[Short problem]: Could you output the material below as a numbered list, skipping any blank lines and leaving out the pictures?

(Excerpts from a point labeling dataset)
▬▬▬▬▬▬

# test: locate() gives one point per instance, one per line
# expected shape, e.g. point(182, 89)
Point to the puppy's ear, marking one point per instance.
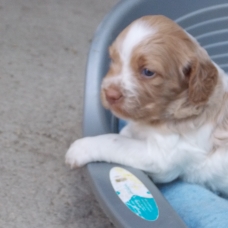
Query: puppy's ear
point(202, 77)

▬▬▬▬▬▬

[Full solution]:
1. # test: locate() gives one point per instance, one per line
2. # expected shape, e.g. point(182, 89)
3. Point to the puppy's ear, marking one point per instance.
4. Query: puppy's ear
5. point(202, 77)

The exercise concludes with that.